--- Record excerpts ---
Content starts

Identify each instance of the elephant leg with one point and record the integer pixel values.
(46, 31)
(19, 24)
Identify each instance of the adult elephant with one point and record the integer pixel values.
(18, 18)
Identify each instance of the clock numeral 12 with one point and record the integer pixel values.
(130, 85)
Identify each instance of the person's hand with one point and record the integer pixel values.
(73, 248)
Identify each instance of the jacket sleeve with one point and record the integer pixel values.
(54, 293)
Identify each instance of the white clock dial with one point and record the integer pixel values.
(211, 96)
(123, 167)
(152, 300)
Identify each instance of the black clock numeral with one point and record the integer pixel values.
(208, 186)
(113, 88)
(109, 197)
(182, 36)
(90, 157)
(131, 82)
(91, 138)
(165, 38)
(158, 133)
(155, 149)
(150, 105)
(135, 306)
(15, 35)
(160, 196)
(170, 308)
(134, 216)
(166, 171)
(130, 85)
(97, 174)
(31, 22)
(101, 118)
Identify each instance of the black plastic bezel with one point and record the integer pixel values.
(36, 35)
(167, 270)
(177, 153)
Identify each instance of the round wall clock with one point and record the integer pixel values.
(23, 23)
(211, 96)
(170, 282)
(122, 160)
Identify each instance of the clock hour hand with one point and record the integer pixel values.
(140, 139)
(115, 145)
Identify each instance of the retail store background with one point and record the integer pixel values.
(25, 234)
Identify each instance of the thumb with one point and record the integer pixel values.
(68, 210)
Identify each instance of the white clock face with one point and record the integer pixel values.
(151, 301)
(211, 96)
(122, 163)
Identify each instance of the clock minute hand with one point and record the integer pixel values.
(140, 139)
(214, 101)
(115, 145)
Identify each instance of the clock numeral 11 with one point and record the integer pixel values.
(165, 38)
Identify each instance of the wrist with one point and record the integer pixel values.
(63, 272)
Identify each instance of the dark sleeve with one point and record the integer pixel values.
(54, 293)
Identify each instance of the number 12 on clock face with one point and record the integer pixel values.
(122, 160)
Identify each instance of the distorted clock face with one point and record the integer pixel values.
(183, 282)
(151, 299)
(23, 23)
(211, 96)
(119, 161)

Content ends

--- Description of the task ---
Exactly as written, output all of the entries.

--- Answer to the problem ---
Identify each instance of the elephant leg with one point and record the integer pixel values.
(46, 31)
(19, 24)
Identify each instance of the adult elephant with one point and record the integer pixel values.
(18, 18)
Identify each instance of the clock numeral 12 with one point and record the integer pixel values.
(130, 85)
Identify each instance of the person's hand with one point and record the integer pixel values.
(73, 248)
Identify each instance of the jacket sleeve with one point and record the integer pixel values.
(54, 293)
Identify each instance of the white clock dial with one point and record the integer pixel values.
(211, 96)
(123, 167)
(152, 300)
Identify each instance of the black clock numeral with one point and record the integer pixel values.
(208, 186)
(113, 88)
(109, 197)
(182, 36)
(90, 157)
(131, 82)
(91, 138)
(165, 38)
(158, 133)
(155, 149)
(150, 105)
(135, 306)
(15, 35)
(160, 196)
(170, 308)
(134, 216)
(166, 171)
(130, 85)
(97, 174)
(31, 22)
(101, 118)
Identify each instance of the black plastic bezel with one point and record the integer pixel values.
(36, 35)
(167, 270)
(177, 153)
Identify each instance of the round wall clock with one point and record the integer pixel values.
(23, 23)
(211, 96)
(170, 282)
(122, 160)
Identify each instance of the clock hour hand with one point and record the integer pixel values.
(140, 139)
(115, 145)
Identify each instance of the retail store background with one point and record the integer pixel values.
(25, 234)
Identify each instance of the thumb with one point and record the integer pixel values.
(68, 210)
Identify each instance of the white clock face with one point and record the integer pixel values.
(151, 301)
(211, 96)
(122, 163)
Identify each instance of the clock minute hand with one point and record the integer pixel values.
(140, 139)
(214, 101)
(115, 145)
Identify each instance of the clock numeral 11 with one point and record the integer pixel values.
(165, 38)
Identify each instance of the wrist with one point and record the integer pixel values.
(63, 272)
Identify each instance of the dark sleeve with one point and record the integer pixel values.
(54, 293)
Identify each instance of the number 12 on clock face with one point and record the integer pixel values.
(122, 160)
Identify each instance of the distorted clock face with one point and record the integer pixel values.
(183, 282)
(151, 299)
(23, 23)
(211, 96)
(119, 161)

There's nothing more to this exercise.